* [WRITTEN EXERCISE] Every line of the records below should be restated exactly.

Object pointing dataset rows
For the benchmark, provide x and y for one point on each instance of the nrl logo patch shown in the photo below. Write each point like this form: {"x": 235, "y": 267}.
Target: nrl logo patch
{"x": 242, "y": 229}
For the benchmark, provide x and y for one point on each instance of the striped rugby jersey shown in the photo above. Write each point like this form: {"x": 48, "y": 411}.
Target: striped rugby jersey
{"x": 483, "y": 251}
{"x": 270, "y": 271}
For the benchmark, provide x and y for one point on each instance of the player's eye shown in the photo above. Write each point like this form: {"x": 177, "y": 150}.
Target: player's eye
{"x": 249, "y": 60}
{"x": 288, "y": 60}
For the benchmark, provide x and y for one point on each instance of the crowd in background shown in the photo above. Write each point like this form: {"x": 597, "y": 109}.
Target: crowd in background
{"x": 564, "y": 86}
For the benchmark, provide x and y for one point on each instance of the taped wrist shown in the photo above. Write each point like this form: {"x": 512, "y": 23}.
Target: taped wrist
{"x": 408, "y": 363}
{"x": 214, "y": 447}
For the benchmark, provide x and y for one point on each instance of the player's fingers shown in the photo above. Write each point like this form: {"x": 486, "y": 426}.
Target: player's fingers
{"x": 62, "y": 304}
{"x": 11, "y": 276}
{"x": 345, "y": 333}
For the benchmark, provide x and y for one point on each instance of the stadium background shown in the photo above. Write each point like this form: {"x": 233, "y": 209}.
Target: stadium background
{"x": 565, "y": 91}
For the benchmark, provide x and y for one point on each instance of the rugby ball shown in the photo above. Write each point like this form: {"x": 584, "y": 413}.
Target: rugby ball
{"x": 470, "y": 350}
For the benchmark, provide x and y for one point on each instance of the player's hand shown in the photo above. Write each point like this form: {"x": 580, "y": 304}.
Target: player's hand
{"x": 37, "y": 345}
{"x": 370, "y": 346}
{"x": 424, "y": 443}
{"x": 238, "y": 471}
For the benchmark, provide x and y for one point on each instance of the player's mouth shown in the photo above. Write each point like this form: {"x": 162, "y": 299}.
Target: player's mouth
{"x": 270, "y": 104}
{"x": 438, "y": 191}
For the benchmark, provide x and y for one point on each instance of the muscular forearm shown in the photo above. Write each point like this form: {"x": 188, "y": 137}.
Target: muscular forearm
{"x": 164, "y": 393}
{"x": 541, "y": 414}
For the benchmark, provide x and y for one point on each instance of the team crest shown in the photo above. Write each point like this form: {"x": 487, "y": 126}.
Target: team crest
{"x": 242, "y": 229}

* [WRITTEN SOLUTION]
For the benchmark, provide x and y for one point on each instance of the nrl logo patch shown in the photo below. Write each point like this form: {"x": 235, "y": 267}.
Target: nrl logo patch
{"x": 242, "y": 229}
For the benchmark, provide x and y for one point on each instance of the striped rugby jersey shown in the photo above. Write each point like this form: {"x": 48, "y": 411}.
Target: striped rugby jersey
{"x": 483, "y": 251}
{"x": 270, "y": 271}
For the benchmark, provide x and y for one point on each instance of the player's eye shown in the photo above. Write each point like this form: {"x": 177, "y": 150}.
Target: player's eye
{"x": 249, "y": 60}
{"x": 288, "y": 60}
For the benchmark, provide x and y for one point on each instance of the crowd in background shown in the photo above. Write each point like this form: {"x": 597, "y": 109}.
Target: crowd in background
{"x": 564, "y": 86}
For the benchmark, provide x and y for one point on each instance of the taped wrist shown in the photo above. Write each point like this form: {"x": 512, "y": 23}.
Target: taped wrist
{"x": 408, "y": 363}
{"x": 214, "y": 447}
For the benchmark, provide x and y for one point on each instance of the player's fingers shown in the photo above. Write each point like this form: {"x": 486, "y": 426}.
Target: player's fingers
{"x": 62, "y": 304}
{"x": 11, "y": 276}
{"x": 345, "y": 333}
For the benchmark, provide x and y for one point on each instance of the stadium background shown in the photo above. Write each point like this form: {"x": 233, "y": 209}.
Target: stadium background
{"x": 565, "y": 91}
For the benchmark, provide x and y for one point on each instance of the rugby ball shown in the photo above. Write each point like this form: {"x": 584, "y": 413}.
Target: rugby ball
{"x": 470, "y": 350}
For the benchmark, provide x and y for one point on each instance of the player's hand shown in the photo above. Write each point like this form: {"x": 580, "y": 304}.
Target: player's hand
{"x": 37, "y": 345}
{"x": 370, "y": 346}
{"x": 424, "y": 443}
{"x": 238, "y": 471}
For the benchmark, provide x and y for one point on each instance of the player's mouth shown in the photo above. Write each point like this form: {"x": 162, "y": 299}.
Target: player's mouth
{"x": 270, "y": 104}
{"x": 438, "y": 191}
For the benchmark, provide x and y for one point on each instance of the muscular forearm shown in the photo above. Write each point like this form: {"x": 188, "y": 137}.
Target: muscular forearm
{"x": 164, "y": 393}
{"x": 541, "y": 414}
For the benchmark, provide x and y for one point on each instance of the team crest shown in the photo above. Write each point like this form: {"x": 487, "y": 126}.
Target: team crest
{"x": 242, "y": 229}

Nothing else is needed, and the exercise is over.